• _The exercise_:
Format each line of the listing below as one string in a JSON list, skipping blank lines.

Records from a data source
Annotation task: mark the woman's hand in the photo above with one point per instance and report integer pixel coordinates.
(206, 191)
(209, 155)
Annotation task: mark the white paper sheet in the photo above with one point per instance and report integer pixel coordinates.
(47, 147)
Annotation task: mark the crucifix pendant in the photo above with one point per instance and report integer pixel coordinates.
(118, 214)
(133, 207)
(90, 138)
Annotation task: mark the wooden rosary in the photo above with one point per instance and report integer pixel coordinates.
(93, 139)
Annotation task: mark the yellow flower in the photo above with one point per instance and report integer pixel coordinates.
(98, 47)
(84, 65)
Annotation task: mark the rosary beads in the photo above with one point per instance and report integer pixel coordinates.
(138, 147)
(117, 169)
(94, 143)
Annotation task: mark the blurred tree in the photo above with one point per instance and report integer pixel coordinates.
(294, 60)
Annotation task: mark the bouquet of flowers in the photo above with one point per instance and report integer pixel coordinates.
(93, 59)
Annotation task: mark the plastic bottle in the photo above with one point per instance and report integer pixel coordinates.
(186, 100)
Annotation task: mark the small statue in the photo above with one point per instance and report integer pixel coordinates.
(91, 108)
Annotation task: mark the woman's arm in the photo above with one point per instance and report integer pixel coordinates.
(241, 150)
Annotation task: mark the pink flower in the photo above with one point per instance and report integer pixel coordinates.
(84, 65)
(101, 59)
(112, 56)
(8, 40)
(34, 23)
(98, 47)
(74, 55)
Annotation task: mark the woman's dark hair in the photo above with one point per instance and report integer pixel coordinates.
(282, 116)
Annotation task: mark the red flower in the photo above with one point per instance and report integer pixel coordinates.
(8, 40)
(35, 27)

• _Response to this exercise_:
[
  "Annotation task: mark the woman's hand in the photo above with one point per instance and report integer pixel coordinates.",
  "(206, 191)",
  "(209, 155)",
  "Annotation task: mark the white paper sheet in the photo above with one point per instance and report integer pixel coordinates.",
  "(47, 147)",
  "Annotation task: mark the crucifix pendant in the photo above with one point per instance and report integer pixel coordinates.",
  "(118, 214)",
  "(133, 207)",
  "(90, 138)",
  "Annotation task: mark the wooden rosary in the photo above with one point per instance and report integer pixel coordinates.",
  "(93, 139)",
  "Annotation task: mark the yellow flower in the photo above with one point per instance and report integer pixel coordinates.",
  "(98, 47)",
  "(84, 65)",
  "Annotation task: mark the rosary beads in the photo above with one point per instance and report integer pixel coordinates.",
  "(138, 147)",
  "(117, 169)",
  "(94, 143)",
  "Annotation task: mark the blurred tree in the photo above with one point per instance and report integer pixel coordinates.",
  "(294, 60)",
  "Annotation task: mark the bouquet of flowers in the photo above with one point per instance and report integer pixel coordinates.",
  "(93, 59)",
  "Annotation task: mark the plastic bottle in the photo above with one point per instance and report integer pixel coordinates.",
  "(186, 100)",
  "Annotation task: mark the small statue in the photo above with one point per instance and report integer pixel coordinates.",
  "(91, 108)",
  "Annotation task: mark the woman's arm in the photo above with one point per instance and report integer pixel coordinates.",
  "(241, 150)",
  "Annotation task: mark the pink flower in the photo above with one point per instance and report integer pixel coordinates.",
  "(84, 65)",
  "(101, 59)",
  "(112, 56)",
  "(8, 40)",
  "(34, 23)",
  "(98, 47)",
  "(74, 55)",
  "Annotation task: mark the woman's dark hair in the photo above with one point per instance and report integer pixel coordinates.",
  "(282, 116)",
  "Annotation task: mark the red flower in the photo above with one point per instance and report integer pixel coordinates.",
  "(8, 40)",
  "(35, 27)"
]